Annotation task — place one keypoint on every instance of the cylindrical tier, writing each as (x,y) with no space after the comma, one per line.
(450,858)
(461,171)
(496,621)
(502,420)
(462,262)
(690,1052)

____________________

ISTRUZIONI
Puoi riscrivere il materiale sostituendo "cylindrical tier" con "round tier", senza cambiare nient'altro?

SOLUZIONE
Annotation task — place one keypoint on every instance of the round tier, writing each as (x,y) with no space after the comma, one per line.
(450,858)
(461,171)
(496,621)
(502,420)
(462,262)
(690,1052)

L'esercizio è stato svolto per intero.